* start Document passage *

Published:Sunday | May 17, 2015 | 12:00 AMDaraine Luton, Senior Staff Reporter
Dalrymple-Philibert ... We need to settle down and do the work.

CHRISTIANA, Manchester:

South Trelawny Member of Parliament Marisa Dalrymple Philibert Sunday night delivered a sobering address to Labourites in Christiana, Manchester, telling them that hard work and unity are necessary for the Jamaica Labour Party (JLP) to win the next election.

Stressing that Jamaica needs to be delivered from an uncaring government led by Prime Minister Portia Simpson Miller,  Dalrymple Philibert recommended that Labourites take seriously Henry Wadsworth Longfellow's well known poem.

"The heights by great men reached and kept were not attained by sudden flight, but they, while their companions slept, were toiling upward in the night," she recited.

The South Trelawny Member of Parliament was speaking at a JLP divisional meeting held at Christiana High School in Audley Shaw's North East Manchester constituency.

"We need to settle down and do the work ... It is time for us to toil for a better Jamaica. If we do the work we will form the next government," she said.

The Opposition MP said that the economy has been tough and the way it is being managed has made life harder for Jamaicans.

According to Dalrymple Philibert, in her own constituency, some people are only able to send their children to school two days per week, and independent people are now turning to her for assistance.

"There is strength in unity, let's us unite, let us save Jamaica," she told Labourites.

Shaw, meanwhile, used the words of his six-year-old daughter,  Kristiana, to explain the state of the nation.

"The base is not stable," Shaw said while telling Labourites of an explanation offered by his daughter at school when she discovered that artworks were falling from a platform on which they were placed.

"Since they have been in power,  poverty gone up again," Shaw said of the PNP.

Like Dalrymple Philibert, he said people who have never asked him for an ice mint are now begging.

"What the PNP government has brought upon the people of Jamaica is unforgivable," Shaw said.

* end Document passage *
* start Data for this task *

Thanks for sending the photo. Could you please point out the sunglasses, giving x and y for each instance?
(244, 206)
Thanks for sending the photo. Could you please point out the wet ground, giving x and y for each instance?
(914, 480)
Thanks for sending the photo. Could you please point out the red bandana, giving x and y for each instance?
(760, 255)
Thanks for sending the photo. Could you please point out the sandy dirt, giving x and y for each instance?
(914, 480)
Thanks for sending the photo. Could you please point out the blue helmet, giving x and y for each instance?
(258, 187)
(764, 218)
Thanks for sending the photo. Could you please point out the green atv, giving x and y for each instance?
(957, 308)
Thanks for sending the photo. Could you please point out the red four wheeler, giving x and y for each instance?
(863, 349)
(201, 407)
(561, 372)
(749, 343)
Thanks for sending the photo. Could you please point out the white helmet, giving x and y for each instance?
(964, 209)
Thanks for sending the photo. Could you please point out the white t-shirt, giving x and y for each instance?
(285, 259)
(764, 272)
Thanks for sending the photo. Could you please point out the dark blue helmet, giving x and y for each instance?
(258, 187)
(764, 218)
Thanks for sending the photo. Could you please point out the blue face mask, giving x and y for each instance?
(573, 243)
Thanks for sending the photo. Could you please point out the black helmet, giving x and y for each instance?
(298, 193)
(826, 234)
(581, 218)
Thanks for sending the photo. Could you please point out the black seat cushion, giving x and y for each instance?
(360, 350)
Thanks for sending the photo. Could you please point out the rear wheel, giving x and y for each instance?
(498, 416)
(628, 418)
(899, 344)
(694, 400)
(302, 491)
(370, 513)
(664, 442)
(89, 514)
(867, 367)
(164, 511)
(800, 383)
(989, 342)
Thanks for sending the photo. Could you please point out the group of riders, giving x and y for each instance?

* end Data for this task *

▶ [Required actions]
A. Translate this sentence from the article on the JLP meeting in Christiana into Spanish: "The Opposition MP said that the economy has been tough and the way it is being managed has made life harder for Jamaicans."
B. Output the records from the line with "black helmet, giving" up to and including the last line of the records as a Markdown table with the columns Row and Line, numbering each row and leaving out blank lines.

▶ [Solutions per task]
A. La parlamentaria de la oposición dijo que la economía ha estado difícil y que la forma en que se está gestionando ha hecho la vida más dura para los jamaicanos.

B.
| Row | Line |
|---|---|
| 1 | Thanks for sending the photo. Could you please point out the black helmet, giving x and y for each instance? |
| 2 | (298, 193) |
| 3 | (826, 234) |
| 4 | (581, 218) |
| 5 | Thanks for sending the photo. Could you please point out the black seat cushion, giving x and y for each instance? |
| 6 | (360, 350) |
| 7 | Thanks for sending the photo. Could you please point out the rear wheel, giving x and y for each instance? |
| 8 | (498, 416) |
| 9 | (628, 418) |
| 10 | (899, 344) |
| 11 | (694, 400) |
| 12 | (302, 491) |
| 13 | (370, 513) |
| 14 | (664, 442) |
| 15 | (89, 514) |
| 16 | (867, 367) |
| 17 | (164, 511) |
| 18 | (800, 383) |
| 19 | (989, 342) |
| 20 | Thanks for sending the photo. Could you please point out the group of riders, giving x and y for each instance? |